◆ **課題**:
A. 本文によると、筆者のお気に入りのラグマットは「この間」どのような状態になっていたか。
B. 本文において、筆者が以前の一人暮しで誰からも干渉されなかった行いとして挙げているものをすべて書き出しなさい。

えげれす通信、再び

20年ぶりに復活しました

【旧】えげれす通信_vol13:報知器死亡 (27/01/1999)

僕は、一人暮し歴が長い。そしてそれは、非常に自由気ままな一人暮しであった。ラジオ体操の時間に朝帰りをしようが、部屋を散らかし放題にしていようが、他人には見せられないものを置きっぱなしにしようが、一向に誰からも干渉されない「独立した」空間を前提とした一人暮しであった。

 

しかしここは寮生活である。今までとは勝手が違う。色々な規制やら拘束があるので、それに慣れていない僕は結構大変なのであった。
 


例えば、朝の掃除のおばちゃん。ここは僕のシロのはずなのに、おばちゃんは、無断で、容赦なく、光の速度で、入ってくる。正確に言うと「無断」ではない。ノックはする。しかし、ノックに対する僕の返答を確認してから、しずしずと入ってくる、なんてものではない。ノックをする方じゃない、もう一方の手は、ノックと同時にドアノブを回している。
 


パンイチ(パンツのみ)で寝ている僕は、最初の頃こそ、「やばい」と思って、おばちゃんが入るよりも早くスウェットを履いていたけど(もとい、履こうとしていたけど)、おばちゃんの光の動きには勝てるはずがない。ずぼらさもでてきたので、最近ではパンイチのままで「Good Morning!」とさわやかに言えるようになってきた。
 


えげれす人はがさつなので、僕が在室していない日に、勝手にされてしまう掃除は曲者である。モノが移動されている、なんてことは当たり前だし、前にも書いたような気がするが、なかなかのおカネを出して購入した、僕のお気に入りラグマットに足跡がついていることも、日常茶飯事である。この間は、足跡どころではなく、ラグの表面がボロボロになっていた。恐らく、掃除機でガサガサと、雑に掻き回したんだろうな。「お客様の部屋を掃除するときには、決して物を動かさない。たとえ動かしたとしても、必ず元あった状態に復元しておく」。「ホテル」で、松方演じる藤堂マネージャーが、高島政伸たちに言うてたやん。
 


そういう、所謂「集団生活」にもとづく色々な規則、あるいは、自分の領域を侵される事態、にはある程度、慣れてきた。しかし、別のトラブルが起こったのであった。
 


えげれすの寮にある火災報知機は、えげれすのくせに、非常に敏感である。「時間の正確さ」にもずぼらだし、「機械をちゃんと整備しておくこと」にもずぼらなのに、こんなところだけ敏感なのだ。ただし、「ちゃんとしていない」ことが原因で、公共性に迷惑をかけた場合、そしてそれが発覚した場合、えげれすでは、エゲつない罰金が処せられる。

◆ **抽出項目**:
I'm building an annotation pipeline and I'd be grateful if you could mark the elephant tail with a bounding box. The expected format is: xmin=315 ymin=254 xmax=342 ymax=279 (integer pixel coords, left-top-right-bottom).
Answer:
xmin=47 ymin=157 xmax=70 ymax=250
---
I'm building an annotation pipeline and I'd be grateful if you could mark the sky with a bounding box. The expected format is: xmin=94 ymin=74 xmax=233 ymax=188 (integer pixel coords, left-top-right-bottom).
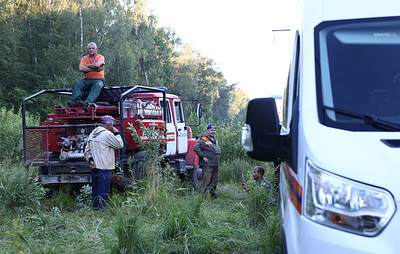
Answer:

◆ **解答**:
A. ラグの表面がボロボロになっていた。

B.
・ラジオ体操の時間に朝帰りをすること
・部屋を散らかし放題にしていること
・他人には見せられないものを置きっぱなしにすること